- Fragmento del documento -
● ● ● ●

El mar, dicen los grandes maestros en meditación trascendental como Radovan Karadzic, ex carnicero serbio, es el regreso al líquido amniótico materno, el líquido amniótico materno es el olvido, el olvido es el morir (como salir del olvido es el nacer), el morir es la paz y el "tsunami" que arrasó el Índico es todo eso junto y revuelto. El momento en que mejor me he sentido en años, o menos peor, en que era imposible pensar en el Gran Daño, ha sido toda una mañana que he pasado flotando en aguas del último gran "tsunami", frente a la costa de la isla thailandesa de Koh Chang.

El agua, por estar en pleno monzón, no estaba del todo clara y por lo tanto no pude advertir ese cementerio de ahogados entre el limo del fondo del que hablan siempre los relatos de piratas. Pero ese mar tenía temperatura humana, que hubiese dicho de las estatuas de mármol González-Ruano. Estaba justo igual de caliente, ni un grado más ni un grado menos, que al personaje de Willy Fogg, el que dio la vuelta al mundo en ochenta días, exigía a su criado que le preparara el baño londinense todas las mañanas, antes de irse al club. O sea, la misma temperatura de sangre humana que tienen en origen los baños del pueblo de Mula, para dar un referente más cercano. Increíble que en esa bañera de talasoterapia puedan vivir peces, cangrejos porcelana y unos pepinos de mar o abalones del tamaño y aspecto de cagadas de luchador de sumo. Sobrenadando ahí, en espera de la última ola que predicen los aborígenes australianos, en ese líquido espeso tan
 amable como mortal, que según como se levante ese día es la mar de Venus o el mar de Marte, no tienes sensación de cansancio, porque la absoluta falta de hipotermia lo impide.

● ● ● ●

[Fragmentos del conjunto de datos]
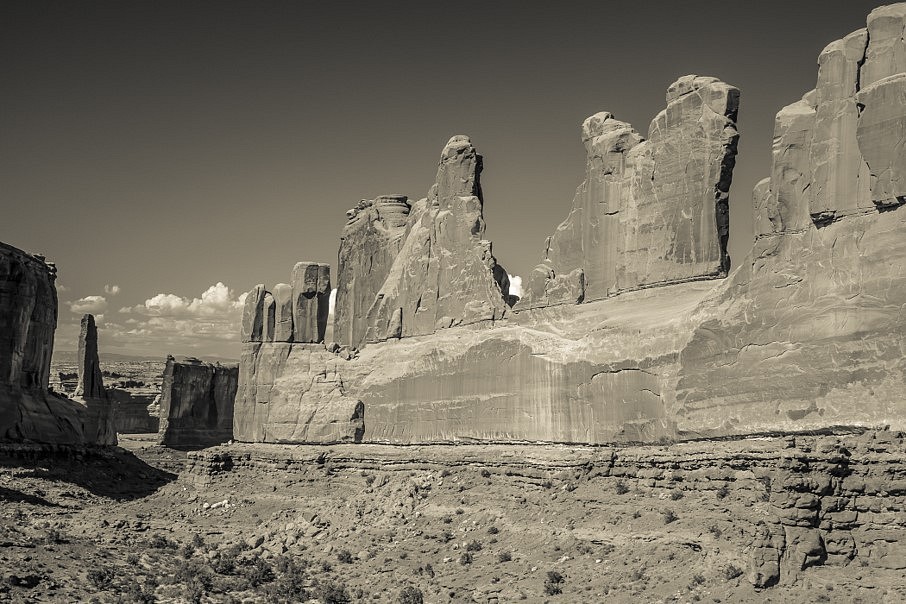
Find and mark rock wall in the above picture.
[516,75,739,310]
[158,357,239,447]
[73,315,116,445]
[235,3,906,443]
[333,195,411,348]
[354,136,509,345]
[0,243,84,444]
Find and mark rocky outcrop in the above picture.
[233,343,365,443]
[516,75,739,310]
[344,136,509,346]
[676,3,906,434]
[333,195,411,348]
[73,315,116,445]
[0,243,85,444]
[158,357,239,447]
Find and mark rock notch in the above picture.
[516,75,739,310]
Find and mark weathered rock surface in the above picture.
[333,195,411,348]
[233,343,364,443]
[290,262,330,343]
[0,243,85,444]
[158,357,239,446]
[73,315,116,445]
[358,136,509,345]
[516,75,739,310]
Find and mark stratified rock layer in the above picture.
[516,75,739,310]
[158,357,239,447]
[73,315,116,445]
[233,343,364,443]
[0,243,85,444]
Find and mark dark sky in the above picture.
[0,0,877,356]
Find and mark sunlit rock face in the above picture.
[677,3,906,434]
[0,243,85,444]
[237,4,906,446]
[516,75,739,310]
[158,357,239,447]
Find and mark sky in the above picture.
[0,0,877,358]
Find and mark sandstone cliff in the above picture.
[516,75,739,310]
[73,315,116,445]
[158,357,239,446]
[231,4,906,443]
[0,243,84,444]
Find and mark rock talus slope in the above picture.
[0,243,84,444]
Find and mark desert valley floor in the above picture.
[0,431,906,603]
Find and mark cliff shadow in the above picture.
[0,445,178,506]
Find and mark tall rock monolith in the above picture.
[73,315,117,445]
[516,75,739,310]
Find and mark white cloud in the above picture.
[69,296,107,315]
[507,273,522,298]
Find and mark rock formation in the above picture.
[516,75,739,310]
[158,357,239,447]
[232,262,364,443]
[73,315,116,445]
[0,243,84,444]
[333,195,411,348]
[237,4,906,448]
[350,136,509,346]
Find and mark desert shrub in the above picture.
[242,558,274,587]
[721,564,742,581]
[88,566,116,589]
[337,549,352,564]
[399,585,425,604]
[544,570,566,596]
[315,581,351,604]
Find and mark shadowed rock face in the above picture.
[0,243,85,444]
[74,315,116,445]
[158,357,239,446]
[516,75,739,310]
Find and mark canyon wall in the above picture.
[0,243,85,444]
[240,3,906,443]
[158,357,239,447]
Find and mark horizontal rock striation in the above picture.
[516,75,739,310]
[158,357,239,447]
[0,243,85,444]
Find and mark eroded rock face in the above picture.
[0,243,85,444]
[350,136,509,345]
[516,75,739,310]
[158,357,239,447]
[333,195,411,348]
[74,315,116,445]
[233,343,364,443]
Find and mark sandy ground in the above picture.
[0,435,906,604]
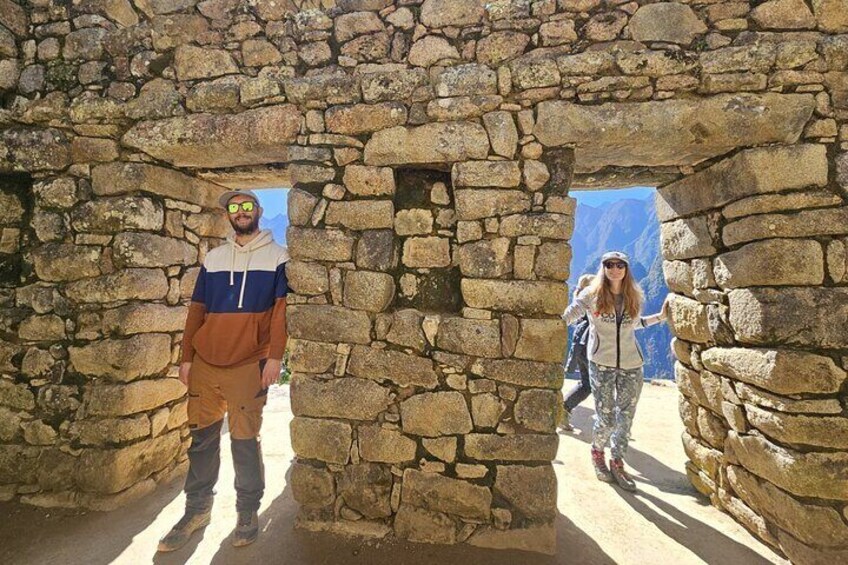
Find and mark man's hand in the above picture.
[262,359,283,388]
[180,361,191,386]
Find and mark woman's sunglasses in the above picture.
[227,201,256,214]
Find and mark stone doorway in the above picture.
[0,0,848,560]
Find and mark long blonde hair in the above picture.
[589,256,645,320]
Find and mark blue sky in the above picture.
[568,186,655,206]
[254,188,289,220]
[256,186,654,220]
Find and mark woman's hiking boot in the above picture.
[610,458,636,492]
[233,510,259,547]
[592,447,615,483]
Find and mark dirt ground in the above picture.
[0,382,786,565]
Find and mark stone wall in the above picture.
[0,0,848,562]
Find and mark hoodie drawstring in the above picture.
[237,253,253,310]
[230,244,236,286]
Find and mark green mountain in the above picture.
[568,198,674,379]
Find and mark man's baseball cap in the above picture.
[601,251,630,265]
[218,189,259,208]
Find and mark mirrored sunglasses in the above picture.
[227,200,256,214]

● ● ● ●

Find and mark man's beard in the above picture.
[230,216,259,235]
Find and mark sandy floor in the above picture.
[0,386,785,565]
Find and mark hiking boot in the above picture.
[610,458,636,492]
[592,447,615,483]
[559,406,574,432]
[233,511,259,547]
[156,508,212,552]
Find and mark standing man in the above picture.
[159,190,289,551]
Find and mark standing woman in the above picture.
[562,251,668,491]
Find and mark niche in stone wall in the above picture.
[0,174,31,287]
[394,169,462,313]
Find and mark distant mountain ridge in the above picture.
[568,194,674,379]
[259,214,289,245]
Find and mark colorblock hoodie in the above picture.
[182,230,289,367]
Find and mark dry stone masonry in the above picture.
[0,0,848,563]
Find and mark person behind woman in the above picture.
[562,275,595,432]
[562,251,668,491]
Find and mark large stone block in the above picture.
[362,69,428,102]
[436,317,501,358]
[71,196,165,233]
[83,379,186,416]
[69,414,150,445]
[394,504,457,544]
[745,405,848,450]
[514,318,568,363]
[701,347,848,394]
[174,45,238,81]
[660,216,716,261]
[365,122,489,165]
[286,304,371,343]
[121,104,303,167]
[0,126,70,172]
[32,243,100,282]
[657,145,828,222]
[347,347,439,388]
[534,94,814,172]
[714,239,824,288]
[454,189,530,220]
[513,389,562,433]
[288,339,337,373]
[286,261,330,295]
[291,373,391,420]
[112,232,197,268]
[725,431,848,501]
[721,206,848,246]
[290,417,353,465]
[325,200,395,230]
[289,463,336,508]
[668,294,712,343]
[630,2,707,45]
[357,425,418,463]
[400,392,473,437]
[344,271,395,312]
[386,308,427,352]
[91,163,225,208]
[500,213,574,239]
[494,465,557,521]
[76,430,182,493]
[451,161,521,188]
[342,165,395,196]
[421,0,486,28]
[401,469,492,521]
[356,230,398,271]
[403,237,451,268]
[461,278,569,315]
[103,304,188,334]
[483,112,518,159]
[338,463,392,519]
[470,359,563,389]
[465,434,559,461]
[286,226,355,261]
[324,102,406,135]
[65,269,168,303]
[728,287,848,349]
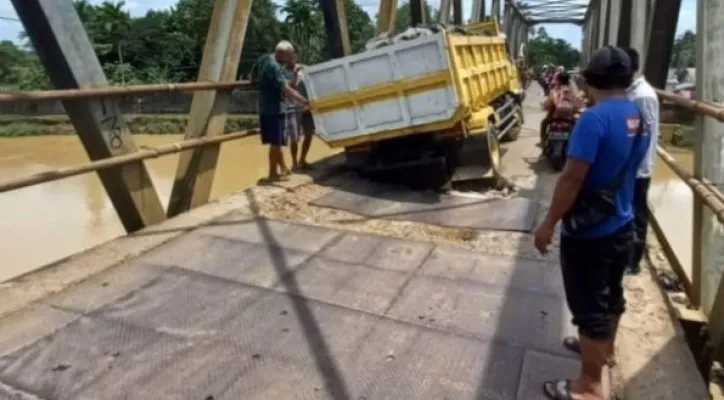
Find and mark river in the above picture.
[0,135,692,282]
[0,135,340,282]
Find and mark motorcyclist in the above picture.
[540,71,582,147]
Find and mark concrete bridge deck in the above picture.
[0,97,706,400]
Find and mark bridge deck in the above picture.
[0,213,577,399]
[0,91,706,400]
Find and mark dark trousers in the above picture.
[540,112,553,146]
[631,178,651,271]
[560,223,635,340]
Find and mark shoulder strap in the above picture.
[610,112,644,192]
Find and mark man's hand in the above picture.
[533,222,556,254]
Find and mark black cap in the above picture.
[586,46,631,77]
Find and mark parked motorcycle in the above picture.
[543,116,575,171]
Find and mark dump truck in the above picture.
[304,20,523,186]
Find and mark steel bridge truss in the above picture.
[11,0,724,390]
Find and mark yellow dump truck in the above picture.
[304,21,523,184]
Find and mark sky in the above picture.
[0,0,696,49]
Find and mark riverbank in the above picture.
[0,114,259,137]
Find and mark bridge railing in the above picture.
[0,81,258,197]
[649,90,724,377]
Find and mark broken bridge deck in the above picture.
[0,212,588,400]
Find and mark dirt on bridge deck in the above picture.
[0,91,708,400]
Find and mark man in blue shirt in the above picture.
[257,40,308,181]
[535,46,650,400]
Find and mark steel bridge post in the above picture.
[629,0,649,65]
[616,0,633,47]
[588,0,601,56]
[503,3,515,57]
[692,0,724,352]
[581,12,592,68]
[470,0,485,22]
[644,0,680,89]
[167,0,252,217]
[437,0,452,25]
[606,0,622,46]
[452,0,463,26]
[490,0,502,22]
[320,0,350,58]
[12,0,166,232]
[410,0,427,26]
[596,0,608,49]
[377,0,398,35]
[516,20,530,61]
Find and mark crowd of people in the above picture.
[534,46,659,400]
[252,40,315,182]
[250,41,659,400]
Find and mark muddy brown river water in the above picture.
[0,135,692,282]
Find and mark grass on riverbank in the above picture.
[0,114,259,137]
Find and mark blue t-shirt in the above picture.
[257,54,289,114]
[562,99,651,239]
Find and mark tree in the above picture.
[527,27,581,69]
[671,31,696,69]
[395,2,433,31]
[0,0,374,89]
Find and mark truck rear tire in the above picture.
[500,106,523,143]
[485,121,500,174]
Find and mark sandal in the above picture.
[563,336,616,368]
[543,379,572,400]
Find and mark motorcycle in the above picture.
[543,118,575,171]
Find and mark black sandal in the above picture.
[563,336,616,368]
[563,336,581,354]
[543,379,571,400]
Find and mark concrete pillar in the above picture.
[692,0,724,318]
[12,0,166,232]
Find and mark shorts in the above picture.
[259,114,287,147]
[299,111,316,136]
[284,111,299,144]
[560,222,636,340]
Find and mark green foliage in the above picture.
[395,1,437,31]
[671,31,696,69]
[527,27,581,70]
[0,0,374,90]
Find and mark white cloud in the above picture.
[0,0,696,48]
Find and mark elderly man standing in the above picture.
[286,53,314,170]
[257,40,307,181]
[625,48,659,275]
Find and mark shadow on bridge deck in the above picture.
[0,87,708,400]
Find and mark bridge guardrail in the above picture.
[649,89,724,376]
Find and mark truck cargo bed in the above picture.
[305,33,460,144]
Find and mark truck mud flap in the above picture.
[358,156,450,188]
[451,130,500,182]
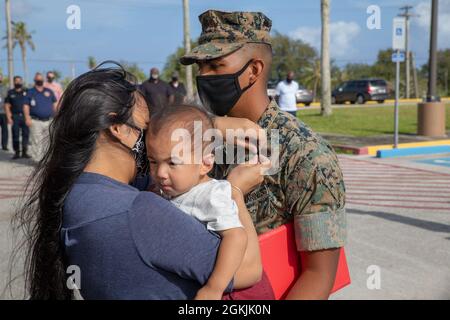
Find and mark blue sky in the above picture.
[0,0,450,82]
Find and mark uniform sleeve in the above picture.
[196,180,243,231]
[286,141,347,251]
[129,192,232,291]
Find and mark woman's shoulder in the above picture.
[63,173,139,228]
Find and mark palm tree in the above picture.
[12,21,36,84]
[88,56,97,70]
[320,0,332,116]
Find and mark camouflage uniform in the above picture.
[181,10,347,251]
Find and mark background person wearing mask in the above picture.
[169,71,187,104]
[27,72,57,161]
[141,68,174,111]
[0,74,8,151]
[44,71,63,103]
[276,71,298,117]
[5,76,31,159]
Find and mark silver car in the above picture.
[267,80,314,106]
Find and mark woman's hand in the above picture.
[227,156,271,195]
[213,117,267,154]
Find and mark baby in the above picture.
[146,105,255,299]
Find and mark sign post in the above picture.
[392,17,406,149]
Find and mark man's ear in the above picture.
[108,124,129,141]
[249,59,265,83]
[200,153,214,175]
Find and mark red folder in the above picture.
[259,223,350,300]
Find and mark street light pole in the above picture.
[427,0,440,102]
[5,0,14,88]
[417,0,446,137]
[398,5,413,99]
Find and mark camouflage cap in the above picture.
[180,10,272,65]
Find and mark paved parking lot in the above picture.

● ● ● ●

- Tarea asignada 1 -
Resume en una lista los hechos principales del párrafo del texto sobre el mar de Koh Chang que empieza con «El agua, por estar en pleno monzón».
- Tarea asignada 2 -
Según el texto sobre el mar de Koh Chang, ¿en qué temporada estaban cuando el agua no estaba del todo clara?
- Tarea asignada 3 -
Retoma el texto sobre el mar de Koh Chang y continúalo después de su última oración.

- Resultado del ejercicio 1 -
- Por el monzón, el agua no estaba del todo clara y no se podía ver el fondo.
- El mar tenía temperatura humana, igual a la del baño que Willy Fogg exigía a su criado y a la de los baños de Mula.
- En esa agua viven peces, cangrejos porcelana y pepinos de mar o abalones.
- Flotando en ella no se siente cansancio, porque la falta de hipotermia lo impide.

- Resultado del ejercicio 2 -
En pleno monzón.

- Resultado del ejercicio 3 -
Es la inquietante impresión de que podrías nadar y nadar durante días en esa sopa sin agotarte o siquiera sin agitar la respiración. Naturalmente, me figuro que debe ser una impresión engañosa. De todas formas, me fijo en  una pequeña isla de roca y cocoteros a unos dos kilómetros, y resulta, para mi extrañeza, que llegar a cuerpo es sencillo para cualquiera que pueda valerse de sus manos y piernas. Una vez allí, la tentación es perversa, diabólica: a similar distancia, océano adentro, hay otros farallones a los que piensas que tambien podrías arribar sin mucha más dificultad, y así ir de isla en isla como Burt Lancaster se propuso recorrer Hollywood, en "El nadador", sin andar y sólo cruzando a braza y "a croll" de piscina en piscina. Sería la muerte segura. Hay un especial aturdimiento por la falta de graznidos de pájaros marinos (que me figuro que habrán ido todos a parar a alguna olla, pues, como el refrán cantonés, aquí comen todo lo que tenga patas menos una mesa, y todo lo que vuele menos un avión), por la falta de cualquier sonido. No notas ni esa entre enervante y deliciosa necesidad de rascarte por las picaduras de mosquito que resultan ser pequeñas medusas a las que has rozado en algún momento.

Aquí me doy cuenta que el mediterráneo es en realidad un mar frío, tan lógico como sus habitantes (a los que Pla calificaba como nada románticos), pero este remanente del Tsunami es un mar místico y acariciador que te llama suavísimamente, eliminando la sensación de fisicidad, a que te alejes, te alejes de la orilla... Y todo acabe para tí antes que llegue la gran ola.